YOUR TASK: Extend the news report on the California prison coronavirus hearing, picking up after its final sentence.

READING PASSAGE:
====

(CN) – California’s overcrowded state prisons are ripe for a devastating coronavirus outbreak, lawyers for inmates told a panel of three judges considering a motion for the emergency release of thousands of medically high-risk prisoners.
“The conditions in the prisons are a tinderbox and will remain a tinderbox unless this court acts,” said attorney Donald Specter with the Prison Law Office on Thursday. “The overcrowding in our prisons is literally a matter of life and death.”
The long-running court battle to reduce overcrowding stems from a federal lawsuit brought by inmate Ralph Coleman in 1990, followed ten years later by a companion case featuring lead plaintiff Marciano Plata.
In 2009, a panel of three federal judges ordered the California Department of Corrections and Rehabilitation to create a plan to cut its prison population to 137.5% of capacity, an order upheld in a landmark U.S. Supreme Court ruling in 2011 that found extreme overcrowding led to unsanitary conditions that were “breeding grounds for disease.”
So far, the CDCR has followed that order, but the inmates’ attorneys say the current population cap isn’t enough to allow prisoners to stay safely separated.
A six-foot distance between prisoners is impossible to keep, Specter argued, as they are housed in dorms with bunkbeds spaced about 30-40 inches apart.
Figures uncontested by either side show that 46,265 people currently live in prison dorms, and 29,401 live in dorms that are at or over 137.5% of capacity. Of that number, 13,458 prisoners live in dorms at or over 175% of capacity.
The emergency motion seeking to mitigate conditions that could spread the coronavirus was filed on March 25.
At that time, there was one recorded case of an inmate who had contracted the virus. There were seven infected staff. By Thursday’s afternoon hearing, lawyers said there were eight cases among inmates and 25 among prison staff.
“Everyone agrees population reduction is necessary in the current pandemic. Both parties. That would seem to make this court’s job’s easier,” said Prison Law Office attorney Sara Norman. “But there’s a significant gap between what defendants say needs to happen and what they need to do to get there. The state’s remedies fall far short of accomplishing the ends that we all know is necessary.”
The hearing was conducted telephonically, and hosted by U.S. District Judge Jon Tigar. He was joined by U.S. District Judge Kimberly Mueller in Sacramento and Ninth Circuit Court of Appeals Judge Kim Wardlaw.

====

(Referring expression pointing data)
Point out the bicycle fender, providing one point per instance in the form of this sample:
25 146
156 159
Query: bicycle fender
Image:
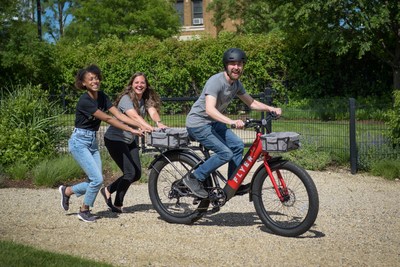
167 154
273 162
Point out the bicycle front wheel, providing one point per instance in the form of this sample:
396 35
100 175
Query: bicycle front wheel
297 211
170 198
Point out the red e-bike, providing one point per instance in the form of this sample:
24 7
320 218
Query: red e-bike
284 195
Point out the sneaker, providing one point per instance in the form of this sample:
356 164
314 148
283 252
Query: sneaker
86 216
243 189
195 186
64 198
109 202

====

FINAL ANSWER:
“Does the Eighth Amendment require six-foot physical distancing in every jail in the U.S. and do we need to hold that it does in order to grant your motion?” Tigar asked Norman.
The Eighth Amendment prohibits cruel and unusual punishment and excessive bail, and courts have held that prisons are also obligated to provide medical care.
“Minimally adequate care cannot be provided under the current circumstances without social distancing,” Norman said.
Tigar asked the same question of attorney Paul Mello with Hanson Bridgett, who argued for the state.
“I don’t believe that the state did agree that six-foot social distancing is constitutionally required in a correctional setting,” Mello said.
He added that the inmates had not shown that the prisons have been deliberately indifferent to the pandemic threat.
Mueller said the state hadn’t represented to the court whether it can achieve the recommended six-foot distance between inmates in the dorms.
“We are trying to increase social distancing and we should be afforded the opportunity to attempt to increase social distancing,’ Mello said, noting that prisons have already reduced their intake of new inmates.
The CDCR also plans to release 3,496 non-violent offenders whose crimes do not involve sex offenses or domestic violence and who are within 30-60 days of their parole dates.
Mello said the CDCR is moving “at breakneck speed” to mitigate an outbreak in the prison system, and is looking into relocating prisoners to gyms and other vacant buildings.
“We should be afforded the opportunity to do those things without the intervention of this court,” he said. “No system in the country has taken the steps CDCR has taken to address this pandemic. No system has gone as far as we have.”
The court should also consider the extraordinary amount of hours it takes to prepare an inmate for early release, at least six hours per prisoner, Mello said. Some need to arrange for housing, and those with chronic health conditions might end up in hospital emergency rooms.
Mello also said the court should consider that the CDCR has complied with the previous population reduction order for five years. Under the Prison Litigation Reform Act, the court cannot order it to act more quickly in response to an unforeseeable pubic health crisis, he added.
“Isn’t it a fact that defendants are in compliance with the original injunction issued by the three-judge panel and affirmed by the Supreme Court?” Wardlaw asked the plaintiffs’ lawyers.
Specter answered that when the court imposed the population cap ten years ago, “it recognized that number may be subject to change based on changed circumstances.”
Norman argued that the court should at least order the state to immediately assess how many prisoners it can safely house six feet apart in a dorm.
She also asked the court to order the state to present by Monday a plan to relocate prisoners to alternative housing, noting its ability to quarantine cruise ship passengers at military bases.
“It is within the court’s power to close the gap between what defendants have already started to do and what everyone agrees must happen,” she said.
The panel took the arguments under submission.